Directions: Report each line of the listing below that contains the string "gown", copying every such line in full.

(Location annotation dataset excerpts)
_ _ _

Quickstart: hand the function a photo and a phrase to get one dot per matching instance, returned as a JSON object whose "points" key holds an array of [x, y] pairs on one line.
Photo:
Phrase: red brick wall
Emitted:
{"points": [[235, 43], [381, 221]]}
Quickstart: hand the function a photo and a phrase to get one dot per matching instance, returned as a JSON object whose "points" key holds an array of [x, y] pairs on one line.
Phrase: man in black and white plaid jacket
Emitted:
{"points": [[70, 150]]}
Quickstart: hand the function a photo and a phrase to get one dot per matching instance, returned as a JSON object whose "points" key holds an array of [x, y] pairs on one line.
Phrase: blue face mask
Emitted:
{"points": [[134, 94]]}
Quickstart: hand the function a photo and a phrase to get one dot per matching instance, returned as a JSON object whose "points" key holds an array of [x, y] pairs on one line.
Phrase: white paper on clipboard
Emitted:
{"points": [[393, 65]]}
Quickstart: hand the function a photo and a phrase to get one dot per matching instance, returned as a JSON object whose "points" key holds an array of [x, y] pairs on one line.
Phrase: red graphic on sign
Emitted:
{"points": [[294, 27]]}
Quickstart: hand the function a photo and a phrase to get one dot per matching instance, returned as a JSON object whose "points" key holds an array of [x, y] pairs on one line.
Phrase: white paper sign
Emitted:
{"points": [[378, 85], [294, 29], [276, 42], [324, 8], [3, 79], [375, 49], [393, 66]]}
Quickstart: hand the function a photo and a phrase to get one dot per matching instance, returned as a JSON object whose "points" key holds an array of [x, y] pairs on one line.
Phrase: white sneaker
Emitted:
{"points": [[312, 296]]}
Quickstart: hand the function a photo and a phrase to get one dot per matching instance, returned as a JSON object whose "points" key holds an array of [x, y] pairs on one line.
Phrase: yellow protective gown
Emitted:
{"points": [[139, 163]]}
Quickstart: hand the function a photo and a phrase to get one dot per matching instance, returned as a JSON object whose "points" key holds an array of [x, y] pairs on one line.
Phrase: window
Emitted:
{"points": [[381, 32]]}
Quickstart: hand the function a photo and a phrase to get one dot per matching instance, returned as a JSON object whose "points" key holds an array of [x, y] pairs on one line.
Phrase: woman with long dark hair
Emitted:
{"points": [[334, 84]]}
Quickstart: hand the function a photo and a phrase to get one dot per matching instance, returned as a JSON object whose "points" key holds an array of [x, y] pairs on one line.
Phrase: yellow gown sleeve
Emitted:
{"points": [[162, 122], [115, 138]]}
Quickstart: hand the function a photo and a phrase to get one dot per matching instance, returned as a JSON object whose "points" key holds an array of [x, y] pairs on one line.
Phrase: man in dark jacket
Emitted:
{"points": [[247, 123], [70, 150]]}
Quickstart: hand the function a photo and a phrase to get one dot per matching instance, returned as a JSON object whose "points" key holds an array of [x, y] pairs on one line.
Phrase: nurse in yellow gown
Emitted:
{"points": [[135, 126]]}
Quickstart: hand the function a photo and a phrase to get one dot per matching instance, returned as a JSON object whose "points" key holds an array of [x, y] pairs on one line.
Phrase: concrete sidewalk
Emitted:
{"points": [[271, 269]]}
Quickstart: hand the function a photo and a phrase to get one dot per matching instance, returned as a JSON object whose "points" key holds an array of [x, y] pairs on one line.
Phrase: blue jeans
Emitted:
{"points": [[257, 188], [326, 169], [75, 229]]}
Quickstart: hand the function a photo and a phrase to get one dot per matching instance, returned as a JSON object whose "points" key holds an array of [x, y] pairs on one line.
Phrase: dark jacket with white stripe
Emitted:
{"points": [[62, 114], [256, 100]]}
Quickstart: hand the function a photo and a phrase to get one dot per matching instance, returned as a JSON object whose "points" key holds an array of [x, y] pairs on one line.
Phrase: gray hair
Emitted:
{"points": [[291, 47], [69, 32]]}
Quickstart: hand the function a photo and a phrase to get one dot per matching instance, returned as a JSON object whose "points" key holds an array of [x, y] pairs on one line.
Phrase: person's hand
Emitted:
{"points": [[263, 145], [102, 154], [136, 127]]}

_ _ _

Written response:
Phrase: yellow protective gown
Phrase: yellow gown sleeve
Phrase: nurse in yellow gown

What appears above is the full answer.